The three dilemmas of airdrops: how to acquire customers, retain them, and what is the correct approach to airdrops for the project?
Written by: KERMAN KOHLI
Compiled by: Shenchao TechFlow
Recently, Starkware launched a highly anticipated airdrop campaign. Like most airdrops, this has sparked a lot of controversy.
So why does this situation keep happening over and over again? People might hear some of the following viewpoints:
Team insiders just want to sell off and cash out billions of dollars
The team doesn't know better practices and hasn't received the right advice
Whales should be given higher priority because they bring total locked value
Airdrops are meant to democratize participation in cryptocurrency
Without yield farmers, there would be no usage or stress testing of the protocol
Mismatched airdrop incentives continue to produce strange side effects
None of these viewpoints are wrong, but none are entirely correct either. Let's delve into some of these perspectives to ensure we have a comprehensive understanding of the current issues.
When conducting an airdrop, you must choose between three factors:
Capital Efficiency
Decentralization
Retention Rate
You will often find that airdrops perform well on one dimension but rarely achieve a good balance across two or all three dimensions.
Capital Efficiency refers to the standard used to determine how many tokens to allocate to participants. The more efficient you are in distributing the airdrop, the more it turns into liquidity mining (earning one token for every dollar deposited), which benefits whales.
Decentralization refers to who receives your tokens and based on what criteria. Recent airdrops have adopted arbitrary standards to maximize the coverage of the token-receiving crowd. This is often a good thing, as it can help you avoid legal disputes and allow people to get rich and gain more prestige.
Retention Rate is defined as the retention rate of users after the airdrop. In a sense, this is a way to measure how aligned users are with your intentions. The lower the retention rate, the less aligned users are with your intentions. As an industry benchmark, a 10% retention rate means that only 1 out of 10 addresses is your actual user!

§ **Material for this exercise**:
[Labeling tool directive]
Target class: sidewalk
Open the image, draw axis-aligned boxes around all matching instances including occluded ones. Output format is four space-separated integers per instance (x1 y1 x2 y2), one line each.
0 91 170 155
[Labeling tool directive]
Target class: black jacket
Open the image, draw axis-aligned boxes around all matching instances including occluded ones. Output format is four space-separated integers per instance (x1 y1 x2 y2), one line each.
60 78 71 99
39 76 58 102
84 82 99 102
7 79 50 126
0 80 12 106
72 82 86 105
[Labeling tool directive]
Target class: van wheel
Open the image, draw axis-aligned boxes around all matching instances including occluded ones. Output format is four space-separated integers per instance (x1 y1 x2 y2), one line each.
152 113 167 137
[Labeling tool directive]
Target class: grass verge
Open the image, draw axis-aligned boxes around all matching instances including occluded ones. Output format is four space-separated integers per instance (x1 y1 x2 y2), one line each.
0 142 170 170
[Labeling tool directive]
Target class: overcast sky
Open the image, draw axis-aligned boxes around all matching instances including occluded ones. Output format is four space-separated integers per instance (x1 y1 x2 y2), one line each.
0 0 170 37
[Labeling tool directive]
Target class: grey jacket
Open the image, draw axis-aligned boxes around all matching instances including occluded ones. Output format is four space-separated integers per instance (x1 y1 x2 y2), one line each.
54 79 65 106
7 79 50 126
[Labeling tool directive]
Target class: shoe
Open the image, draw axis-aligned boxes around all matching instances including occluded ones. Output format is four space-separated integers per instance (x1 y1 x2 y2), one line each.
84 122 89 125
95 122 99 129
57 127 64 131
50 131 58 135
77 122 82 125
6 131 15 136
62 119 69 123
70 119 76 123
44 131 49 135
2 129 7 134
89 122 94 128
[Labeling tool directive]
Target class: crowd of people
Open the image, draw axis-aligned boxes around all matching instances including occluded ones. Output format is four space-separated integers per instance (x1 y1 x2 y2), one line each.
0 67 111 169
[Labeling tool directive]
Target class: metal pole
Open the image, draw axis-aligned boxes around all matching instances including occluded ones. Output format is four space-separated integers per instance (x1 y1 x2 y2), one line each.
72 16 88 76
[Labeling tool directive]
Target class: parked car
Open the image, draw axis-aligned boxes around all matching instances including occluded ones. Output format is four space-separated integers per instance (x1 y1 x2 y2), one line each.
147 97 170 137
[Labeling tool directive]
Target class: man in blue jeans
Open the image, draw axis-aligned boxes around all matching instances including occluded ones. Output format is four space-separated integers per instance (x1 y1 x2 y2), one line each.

§ **Task A**:
Print the rows from their first line through the line containing "72 82 86 105", inclusive, reproducing each line exactly.
§ **Task B**:
Write what follows the airdrop article's final sentence.

§ **Answer A**:
[Labeling tool directive]
Target class: sidewalk
Open the image, draw axis-aligned boxes around all matching instances including occluded ones. Output format is four space-separated integers per instance (x1 y1 x2 y2), one line each.
0 91 170 155
[Labeling tool directive]
Target class: black jacket
Open the image, draw axis-aligned boxes around all matching instances including occluded ones. Output format is four space-separated integers per instance (x1 y1 x2 y2), one line each.
60 78 71 99
39 76 58 102
84 82 99 102
7 79 50 126
0 80 12 106
72 82 86 105

§ **Answer B**:
Setting retention rate aside, let's take a closer look at the first two factors: capital efficiency and decentralization.
Capital Efficiency
To understand the first point about capital efficiency, let's introduce a new term: "sybil coefficient." It essentially calculates how much benefit you gain from allocating one dollar of capital across a certain number of accounts.
Your position within this range will ultimately determine how wasteful your airdrop becomes. If your sybil coefficient is 1, technically, this means you are running a liquidity mining program, which will frustrate many users.
However, when you have a project like Celestia, where the sybil coefficient skyrockets to 143, you will see extremely wasteful behavior and rampant liquidity mining.
Decentralization
This brings us to the second point about decentralization: you ultimately want to help the "little guy," who is a genuine user and willing to use your product early on, even though they may not be wealthy. If your sybil coefficient is close to 1, you will hardly give the "little guy" much of the airdrop, while most of it goes to "whales."
Now, the airdrop debate becomes heated. There are three types of users here:
"Little Guy A," who just wants to make some quick money and then leave (perhaps using a few wallets in the process)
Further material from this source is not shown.